## To be done
Please reproduce all of the rows below word for word, with nothing left out or changed.

>> START Material for this task

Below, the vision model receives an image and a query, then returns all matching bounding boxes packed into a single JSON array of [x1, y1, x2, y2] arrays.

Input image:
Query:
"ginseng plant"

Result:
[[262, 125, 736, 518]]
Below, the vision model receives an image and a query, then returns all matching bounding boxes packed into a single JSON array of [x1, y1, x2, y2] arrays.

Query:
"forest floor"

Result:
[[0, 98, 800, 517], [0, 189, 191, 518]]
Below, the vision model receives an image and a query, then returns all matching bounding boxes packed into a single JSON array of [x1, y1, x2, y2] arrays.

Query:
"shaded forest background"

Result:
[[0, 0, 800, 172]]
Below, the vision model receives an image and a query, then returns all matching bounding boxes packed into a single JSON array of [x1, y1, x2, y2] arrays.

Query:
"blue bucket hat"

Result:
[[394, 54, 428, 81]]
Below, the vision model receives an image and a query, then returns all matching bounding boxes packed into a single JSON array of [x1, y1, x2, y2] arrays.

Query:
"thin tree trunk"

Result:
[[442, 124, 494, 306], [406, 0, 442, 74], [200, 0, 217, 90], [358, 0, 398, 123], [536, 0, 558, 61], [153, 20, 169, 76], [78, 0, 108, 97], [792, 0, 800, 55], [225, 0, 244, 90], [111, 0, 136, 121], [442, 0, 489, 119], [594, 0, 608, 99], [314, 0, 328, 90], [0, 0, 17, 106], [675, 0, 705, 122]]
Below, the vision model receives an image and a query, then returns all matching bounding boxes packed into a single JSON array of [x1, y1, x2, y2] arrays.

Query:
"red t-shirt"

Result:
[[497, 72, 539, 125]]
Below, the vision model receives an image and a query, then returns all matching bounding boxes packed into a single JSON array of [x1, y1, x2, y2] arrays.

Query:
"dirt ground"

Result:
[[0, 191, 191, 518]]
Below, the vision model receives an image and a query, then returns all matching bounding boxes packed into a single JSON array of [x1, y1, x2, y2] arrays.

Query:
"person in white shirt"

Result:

>> END Material for this task

## Solution for this task
Below, the vision model receives an image and a query, then returns all matching bounding boxes packed into a single JSON array of [x1, y1, x2, y2] arrays.

Input image:
Query:
"ginseng plant"

Result:
[[262, 125, 736, 518]]
Below, the vision model receives an image and a query, then returns all matching bounding boxes packed into a single JSON array of [x1, y1, x2, y2] arrays.

Query:
"forest floor"

Result:
[[0, 98, 800, 517], [0, 189, 191, 518]]
Below, the vision model receives an image and a query, then returns all matching bounding boxes packed into a single JSON array of [x1, y1, x2, y2] arrays.

Query:
"shaded forest background"

Result:
[[0, 0, 800, 172]]
Below, the vision model receives an image and a query, then returns all matching bounding boxes packed into a single JSON array of [x1, y1, x2, y2] arrays.

Query:
"blue bucket hat"

Result:
[[394, 54, 428, 81]]
Below, the vision model receives an image and a query, then returns all matching bounding boxes packed into a single JSON array of [x1, y1, x2, y2] arrays.

Query:
"thin tree trunk"

Result:
[[442, 124, 494, 306], [406, 0, 442, 74], [200, 0, 217, 90], [358, 0, 398, 123], [536, 0, 558, 61], [153, 20, 169, 76], [78, 0, 108, 97], [792, 0, 800, 55], [225, 0, 244, 90], [111, 0, 136, 121], [442, 0, 489, 119], [594, 0, 608, 99], [314, 0, 328, 90], [0, 0, 17, 106], [675, 0, 705, 122]]
Below, the vision model receives an image and a query, then returns all matching bounding boxes packed into a single JSON array of [x1, y1, x2, y2] arrays.

Query:
"red t-shirt"

Result:
[[497, 72, 539, 125]]
Below, the vision model receives an image and a query, then returns all matching bounding boxes packed into a single JSON array of [x1, y1, x2, y2] arrays.

Query:
"dirt ground"

Result:
[[0, 191, 191, 518]]
Below, the vision model receives an image and a query, then returns all matching bounding boxes packed into a single JSON array of [x1, y1, x2, y2] arrays.

Query:
"person in white shirt"

Result:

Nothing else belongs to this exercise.